> [GOAL OF THE EXERCISE]:
Find every line below with the word "green" in it, and copy each one.

> [RECORDS]:
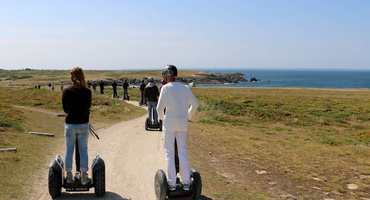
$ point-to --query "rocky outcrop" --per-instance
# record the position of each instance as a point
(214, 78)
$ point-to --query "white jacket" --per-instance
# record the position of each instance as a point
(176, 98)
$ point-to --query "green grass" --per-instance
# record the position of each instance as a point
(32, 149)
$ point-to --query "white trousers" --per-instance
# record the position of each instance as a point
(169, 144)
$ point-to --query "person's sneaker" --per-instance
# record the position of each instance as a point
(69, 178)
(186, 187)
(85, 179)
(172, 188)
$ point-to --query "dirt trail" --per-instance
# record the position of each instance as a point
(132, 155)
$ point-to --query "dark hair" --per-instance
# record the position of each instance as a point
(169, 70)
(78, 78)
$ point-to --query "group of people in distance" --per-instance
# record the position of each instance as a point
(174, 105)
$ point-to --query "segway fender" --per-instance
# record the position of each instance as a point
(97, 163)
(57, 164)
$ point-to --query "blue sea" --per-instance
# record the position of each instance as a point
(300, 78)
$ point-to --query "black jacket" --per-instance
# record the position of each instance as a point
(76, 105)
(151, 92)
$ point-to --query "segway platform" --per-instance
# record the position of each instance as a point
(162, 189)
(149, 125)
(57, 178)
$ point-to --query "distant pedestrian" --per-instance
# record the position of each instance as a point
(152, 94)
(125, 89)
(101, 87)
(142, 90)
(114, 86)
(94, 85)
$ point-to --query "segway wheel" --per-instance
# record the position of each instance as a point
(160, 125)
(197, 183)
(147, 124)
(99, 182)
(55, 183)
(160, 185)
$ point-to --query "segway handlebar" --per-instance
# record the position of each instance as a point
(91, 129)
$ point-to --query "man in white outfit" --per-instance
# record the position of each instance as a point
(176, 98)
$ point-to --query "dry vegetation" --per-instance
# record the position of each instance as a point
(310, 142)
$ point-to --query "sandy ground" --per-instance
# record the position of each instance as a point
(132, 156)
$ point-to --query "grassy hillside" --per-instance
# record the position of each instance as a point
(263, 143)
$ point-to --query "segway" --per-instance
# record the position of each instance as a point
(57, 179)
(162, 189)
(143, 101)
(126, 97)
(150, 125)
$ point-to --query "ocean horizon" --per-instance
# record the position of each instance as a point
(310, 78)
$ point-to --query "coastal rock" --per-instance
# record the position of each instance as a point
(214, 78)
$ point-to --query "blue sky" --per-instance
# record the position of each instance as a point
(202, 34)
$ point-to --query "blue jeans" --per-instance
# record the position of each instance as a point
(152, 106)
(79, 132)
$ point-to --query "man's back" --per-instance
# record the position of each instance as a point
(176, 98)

--

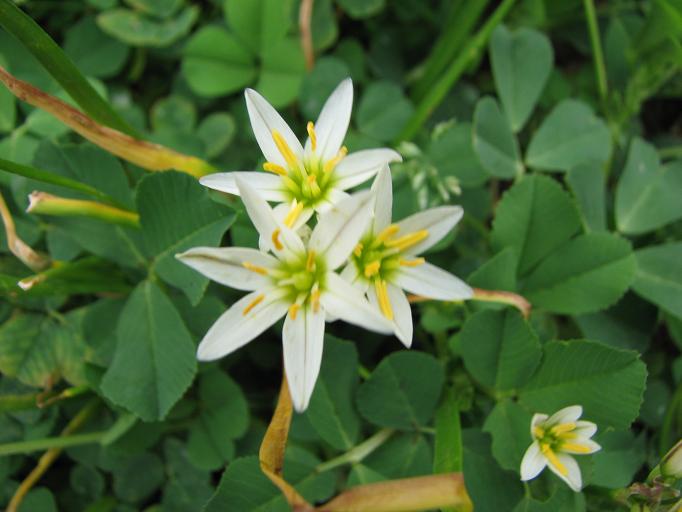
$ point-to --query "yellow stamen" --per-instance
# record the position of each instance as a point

---

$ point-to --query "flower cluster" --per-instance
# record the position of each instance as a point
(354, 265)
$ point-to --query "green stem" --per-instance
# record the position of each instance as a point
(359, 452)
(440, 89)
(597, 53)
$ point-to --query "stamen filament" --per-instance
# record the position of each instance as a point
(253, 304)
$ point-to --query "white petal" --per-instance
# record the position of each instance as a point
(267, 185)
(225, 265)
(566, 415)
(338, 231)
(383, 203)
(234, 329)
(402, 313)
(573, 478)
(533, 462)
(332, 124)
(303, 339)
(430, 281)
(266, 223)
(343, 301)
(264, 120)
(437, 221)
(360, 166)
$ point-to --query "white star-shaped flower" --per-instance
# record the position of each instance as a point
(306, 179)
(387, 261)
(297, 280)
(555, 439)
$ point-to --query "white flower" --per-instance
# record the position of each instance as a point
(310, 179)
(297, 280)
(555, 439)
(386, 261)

> [RESPONSE AREA]:
$ point-to --query "green grass" --per-instance
$ point-to --query "green stem" --per-instance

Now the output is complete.